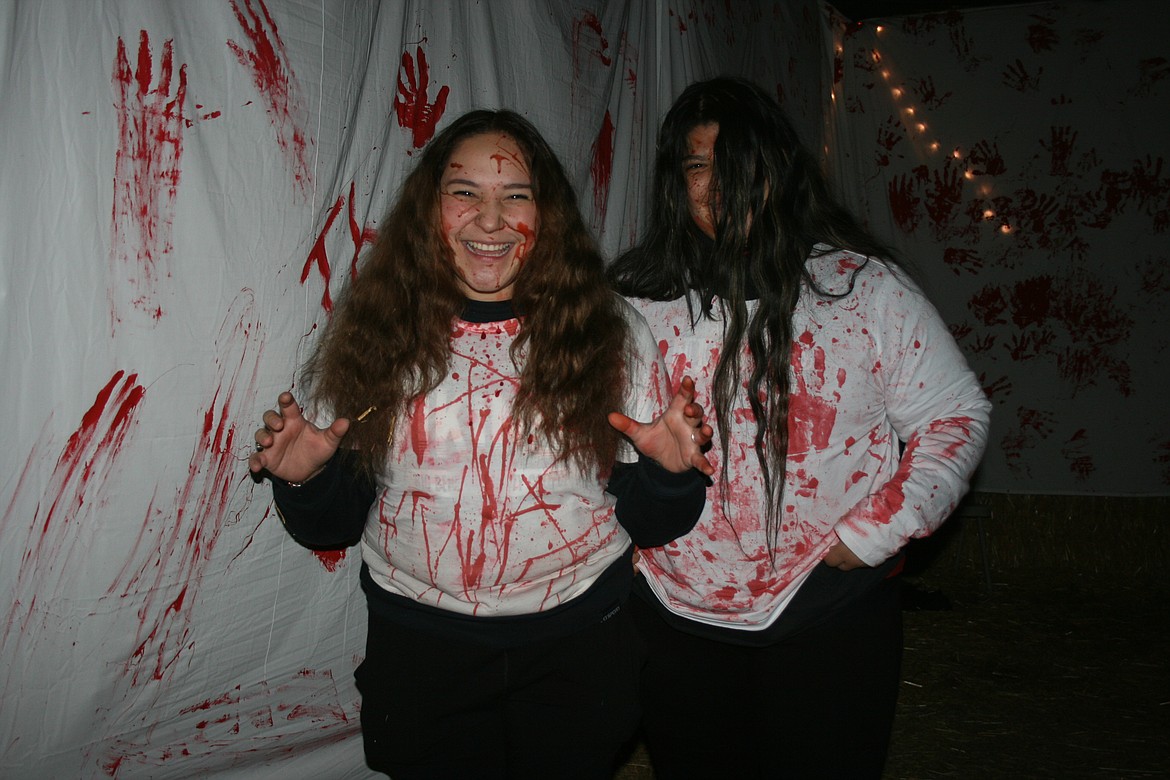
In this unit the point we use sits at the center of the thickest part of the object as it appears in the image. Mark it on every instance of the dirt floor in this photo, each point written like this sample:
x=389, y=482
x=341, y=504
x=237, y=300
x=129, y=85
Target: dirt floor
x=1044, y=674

*-*-*

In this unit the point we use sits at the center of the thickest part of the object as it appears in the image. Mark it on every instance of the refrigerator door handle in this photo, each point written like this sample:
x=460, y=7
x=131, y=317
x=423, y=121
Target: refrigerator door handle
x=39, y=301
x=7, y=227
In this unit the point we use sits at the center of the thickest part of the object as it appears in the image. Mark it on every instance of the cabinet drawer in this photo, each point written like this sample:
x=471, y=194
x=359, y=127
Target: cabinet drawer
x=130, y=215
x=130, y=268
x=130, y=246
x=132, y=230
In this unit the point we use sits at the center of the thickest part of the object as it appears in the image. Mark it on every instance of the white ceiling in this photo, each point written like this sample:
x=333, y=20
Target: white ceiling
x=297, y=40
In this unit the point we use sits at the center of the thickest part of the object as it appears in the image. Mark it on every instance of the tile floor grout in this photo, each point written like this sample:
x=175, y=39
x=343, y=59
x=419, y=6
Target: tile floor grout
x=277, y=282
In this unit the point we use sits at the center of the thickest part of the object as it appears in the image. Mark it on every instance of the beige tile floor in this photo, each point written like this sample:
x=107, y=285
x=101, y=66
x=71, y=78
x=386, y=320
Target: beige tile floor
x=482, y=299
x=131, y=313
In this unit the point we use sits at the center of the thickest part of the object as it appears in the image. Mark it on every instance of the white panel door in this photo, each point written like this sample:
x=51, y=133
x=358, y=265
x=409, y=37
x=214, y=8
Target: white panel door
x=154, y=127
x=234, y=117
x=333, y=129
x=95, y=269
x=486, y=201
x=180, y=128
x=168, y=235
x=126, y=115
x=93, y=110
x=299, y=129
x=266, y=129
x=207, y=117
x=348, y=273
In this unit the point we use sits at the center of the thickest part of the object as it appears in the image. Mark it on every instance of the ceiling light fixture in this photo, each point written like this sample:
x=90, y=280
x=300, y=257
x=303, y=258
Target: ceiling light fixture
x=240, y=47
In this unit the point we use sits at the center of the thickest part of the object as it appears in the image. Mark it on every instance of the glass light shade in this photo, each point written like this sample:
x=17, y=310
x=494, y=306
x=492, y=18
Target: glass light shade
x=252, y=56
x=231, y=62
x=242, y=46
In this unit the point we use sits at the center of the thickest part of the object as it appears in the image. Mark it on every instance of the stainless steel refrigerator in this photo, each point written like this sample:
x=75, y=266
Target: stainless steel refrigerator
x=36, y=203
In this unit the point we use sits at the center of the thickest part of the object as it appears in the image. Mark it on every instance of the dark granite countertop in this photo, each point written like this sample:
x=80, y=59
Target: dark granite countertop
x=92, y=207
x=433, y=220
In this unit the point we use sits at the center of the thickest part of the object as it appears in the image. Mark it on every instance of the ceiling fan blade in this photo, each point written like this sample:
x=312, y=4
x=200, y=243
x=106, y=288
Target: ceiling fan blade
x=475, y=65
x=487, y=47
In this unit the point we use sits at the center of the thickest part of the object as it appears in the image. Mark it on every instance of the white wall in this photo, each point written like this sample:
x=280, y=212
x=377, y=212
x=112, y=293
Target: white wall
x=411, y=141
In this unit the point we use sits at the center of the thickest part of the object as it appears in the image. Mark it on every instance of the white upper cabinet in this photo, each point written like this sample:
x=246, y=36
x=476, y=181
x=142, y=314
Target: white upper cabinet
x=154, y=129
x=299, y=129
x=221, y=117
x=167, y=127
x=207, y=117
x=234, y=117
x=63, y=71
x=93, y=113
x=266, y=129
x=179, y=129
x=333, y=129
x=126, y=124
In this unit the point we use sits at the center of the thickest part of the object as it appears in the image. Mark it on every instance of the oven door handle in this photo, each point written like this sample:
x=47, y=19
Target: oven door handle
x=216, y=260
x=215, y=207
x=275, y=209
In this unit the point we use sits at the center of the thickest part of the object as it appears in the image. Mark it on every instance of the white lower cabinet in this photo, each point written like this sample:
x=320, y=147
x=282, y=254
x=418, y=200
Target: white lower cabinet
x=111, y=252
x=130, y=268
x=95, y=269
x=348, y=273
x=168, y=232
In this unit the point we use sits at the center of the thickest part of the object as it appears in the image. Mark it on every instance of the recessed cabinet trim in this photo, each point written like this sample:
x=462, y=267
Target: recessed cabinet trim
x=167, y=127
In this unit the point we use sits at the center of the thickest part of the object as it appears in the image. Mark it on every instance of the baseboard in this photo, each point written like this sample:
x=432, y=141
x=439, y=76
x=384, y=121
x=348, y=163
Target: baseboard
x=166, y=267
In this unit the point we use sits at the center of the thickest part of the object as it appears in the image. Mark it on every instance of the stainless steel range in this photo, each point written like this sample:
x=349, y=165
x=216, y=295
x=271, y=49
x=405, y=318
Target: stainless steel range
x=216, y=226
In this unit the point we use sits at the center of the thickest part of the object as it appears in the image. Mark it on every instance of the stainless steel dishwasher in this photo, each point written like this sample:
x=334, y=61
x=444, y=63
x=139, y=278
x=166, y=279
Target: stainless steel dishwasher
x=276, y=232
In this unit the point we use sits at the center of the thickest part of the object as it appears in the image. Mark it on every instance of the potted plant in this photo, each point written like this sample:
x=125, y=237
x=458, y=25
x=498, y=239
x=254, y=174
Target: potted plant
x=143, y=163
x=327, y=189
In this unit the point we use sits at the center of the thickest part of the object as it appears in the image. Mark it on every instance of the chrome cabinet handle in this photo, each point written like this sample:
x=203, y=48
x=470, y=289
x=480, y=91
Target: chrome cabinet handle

*-*-*

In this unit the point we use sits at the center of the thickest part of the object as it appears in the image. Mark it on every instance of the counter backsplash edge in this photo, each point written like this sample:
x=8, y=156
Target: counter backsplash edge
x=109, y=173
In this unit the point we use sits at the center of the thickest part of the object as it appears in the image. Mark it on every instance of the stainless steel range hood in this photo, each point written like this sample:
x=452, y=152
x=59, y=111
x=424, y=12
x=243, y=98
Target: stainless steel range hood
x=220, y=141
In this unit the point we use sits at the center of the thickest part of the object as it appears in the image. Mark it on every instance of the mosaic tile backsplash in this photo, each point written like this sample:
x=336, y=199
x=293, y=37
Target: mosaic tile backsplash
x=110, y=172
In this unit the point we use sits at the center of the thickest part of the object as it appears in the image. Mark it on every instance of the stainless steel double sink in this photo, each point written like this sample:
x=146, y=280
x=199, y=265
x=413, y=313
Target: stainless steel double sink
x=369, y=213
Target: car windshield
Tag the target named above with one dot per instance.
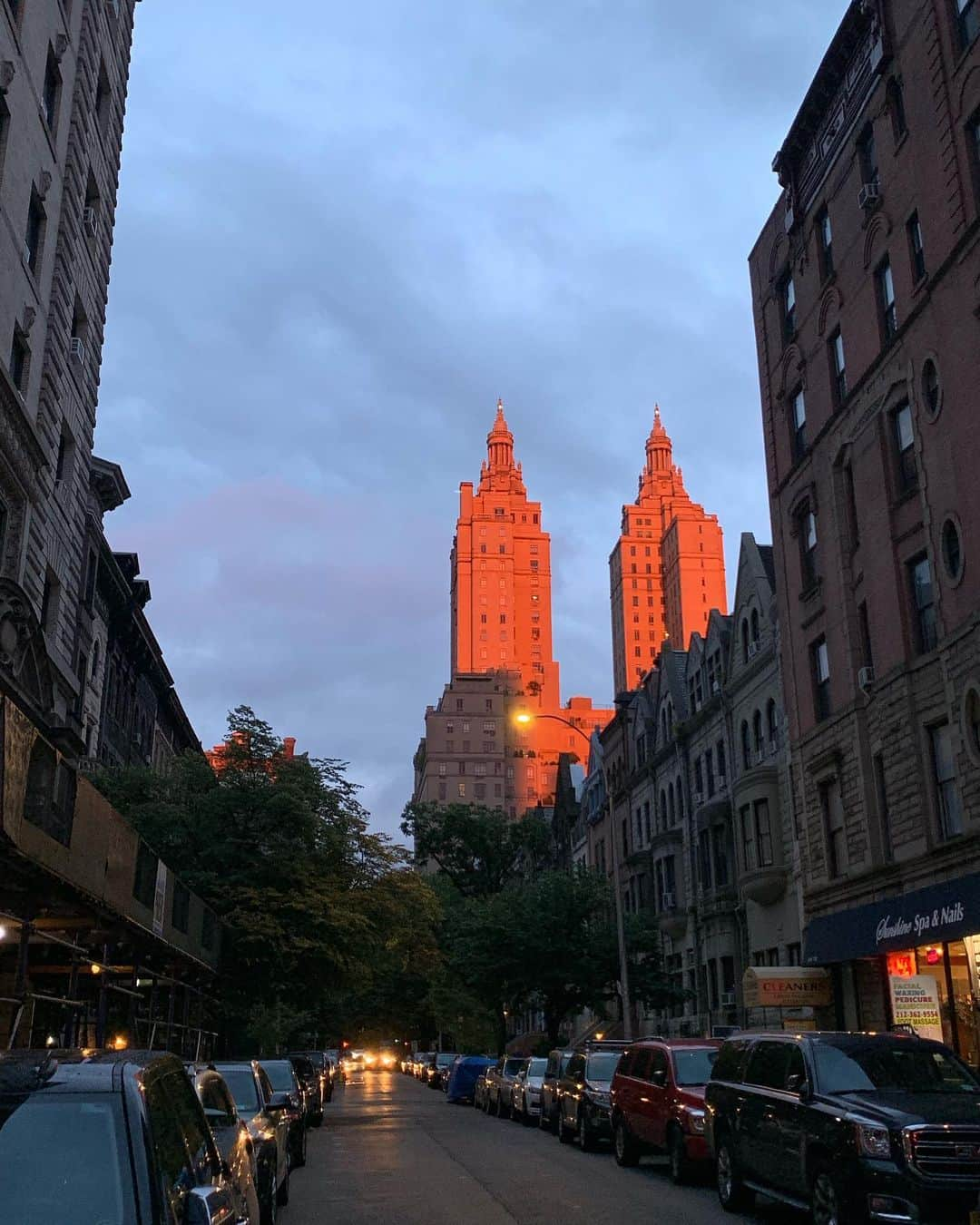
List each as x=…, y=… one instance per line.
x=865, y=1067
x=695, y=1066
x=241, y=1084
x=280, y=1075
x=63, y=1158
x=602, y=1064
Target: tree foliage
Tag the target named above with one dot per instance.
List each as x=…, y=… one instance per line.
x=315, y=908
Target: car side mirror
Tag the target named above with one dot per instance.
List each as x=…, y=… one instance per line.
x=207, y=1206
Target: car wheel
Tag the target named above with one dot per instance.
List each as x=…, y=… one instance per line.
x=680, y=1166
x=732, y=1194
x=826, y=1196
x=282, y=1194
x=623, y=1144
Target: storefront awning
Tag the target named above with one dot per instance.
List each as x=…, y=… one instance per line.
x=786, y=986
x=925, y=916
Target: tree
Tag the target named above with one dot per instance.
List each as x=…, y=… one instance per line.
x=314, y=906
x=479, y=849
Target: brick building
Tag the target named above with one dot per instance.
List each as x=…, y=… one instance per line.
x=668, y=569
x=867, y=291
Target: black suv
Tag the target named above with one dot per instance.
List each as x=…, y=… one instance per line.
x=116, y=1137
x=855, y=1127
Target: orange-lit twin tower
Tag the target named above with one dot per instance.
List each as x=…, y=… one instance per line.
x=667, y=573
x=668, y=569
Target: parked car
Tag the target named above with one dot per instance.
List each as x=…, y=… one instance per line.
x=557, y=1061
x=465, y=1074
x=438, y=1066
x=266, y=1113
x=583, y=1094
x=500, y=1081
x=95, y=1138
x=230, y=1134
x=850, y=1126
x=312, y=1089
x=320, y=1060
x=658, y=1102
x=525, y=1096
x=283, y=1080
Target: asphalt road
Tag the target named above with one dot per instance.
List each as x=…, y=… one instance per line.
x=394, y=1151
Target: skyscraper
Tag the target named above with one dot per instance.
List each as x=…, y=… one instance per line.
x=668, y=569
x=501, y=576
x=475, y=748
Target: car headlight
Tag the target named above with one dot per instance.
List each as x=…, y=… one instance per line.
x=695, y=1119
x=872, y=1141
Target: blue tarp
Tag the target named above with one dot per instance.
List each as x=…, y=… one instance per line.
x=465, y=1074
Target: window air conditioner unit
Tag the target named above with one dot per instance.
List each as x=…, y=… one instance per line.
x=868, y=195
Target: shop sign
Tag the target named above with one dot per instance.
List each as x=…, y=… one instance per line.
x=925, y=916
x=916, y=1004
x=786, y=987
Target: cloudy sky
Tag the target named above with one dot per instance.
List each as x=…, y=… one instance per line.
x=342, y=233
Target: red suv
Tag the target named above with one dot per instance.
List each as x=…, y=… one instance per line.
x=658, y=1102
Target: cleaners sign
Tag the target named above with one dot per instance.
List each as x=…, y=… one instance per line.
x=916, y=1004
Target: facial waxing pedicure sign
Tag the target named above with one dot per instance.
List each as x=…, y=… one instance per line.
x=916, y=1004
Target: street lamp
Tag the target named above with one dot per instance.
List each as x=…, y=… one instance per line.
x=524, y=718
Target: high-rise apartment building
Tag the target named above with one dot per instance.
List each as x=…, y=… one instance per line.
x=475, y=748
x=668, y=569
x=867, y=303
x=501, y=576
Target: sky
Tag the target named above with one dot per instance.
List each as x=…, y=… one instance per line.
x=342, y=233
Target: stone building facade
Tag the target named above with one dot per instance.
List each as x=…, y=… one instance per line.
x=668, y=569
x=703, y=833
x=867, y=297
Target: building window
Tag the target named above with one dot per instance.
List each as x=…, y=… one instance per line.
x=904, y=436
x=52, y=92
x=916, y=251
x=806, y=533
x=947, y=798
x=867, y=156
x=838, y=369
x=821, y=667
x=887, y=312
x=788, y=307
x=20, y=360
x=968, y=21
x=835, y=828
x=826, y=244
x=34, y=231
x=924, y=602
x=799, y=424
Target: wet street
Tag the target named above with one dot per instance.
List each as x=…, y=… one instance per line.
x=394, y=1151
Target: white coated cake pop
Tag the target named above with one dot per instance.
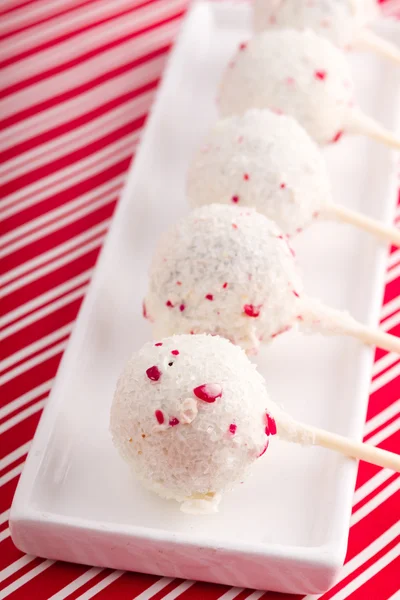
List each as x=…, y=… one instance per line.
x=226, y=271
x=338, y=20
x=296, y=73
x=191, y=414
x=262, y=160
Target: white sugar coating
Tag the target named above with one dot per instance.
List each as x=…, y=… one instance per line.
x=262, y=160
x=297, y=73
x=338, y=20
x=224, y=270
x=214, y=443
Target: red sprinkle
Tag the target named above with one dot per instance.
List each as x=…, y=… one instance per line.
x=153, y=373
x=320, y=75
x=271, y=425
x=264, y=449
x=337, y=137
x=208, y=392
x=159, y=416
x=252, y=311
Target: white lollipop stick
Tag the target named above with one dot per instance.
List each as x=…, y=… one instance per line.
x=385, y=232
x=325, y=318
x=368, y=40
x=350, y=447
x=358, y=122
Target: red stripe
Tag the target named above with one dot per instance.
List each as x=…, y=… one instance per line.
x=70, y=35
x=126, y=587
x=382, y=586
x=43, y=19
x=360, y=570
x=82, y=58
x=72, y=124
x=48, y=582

*-*-*

### Task brief
Repeat the data word for word, starting at the line that contains "of the mosaic" and ending with the line that contains "x=110, y=172", both of those lines included.

### Correct response
In this unit the point we use sits at the center of the thickest part of the object as it appears in the image. Mark it on every instance of the mosaic tile backsplash in this photo, each point written like this sample:
x=336, y=199
x=293, y=37
Target: mosaic tile backsplash
x=110, y=172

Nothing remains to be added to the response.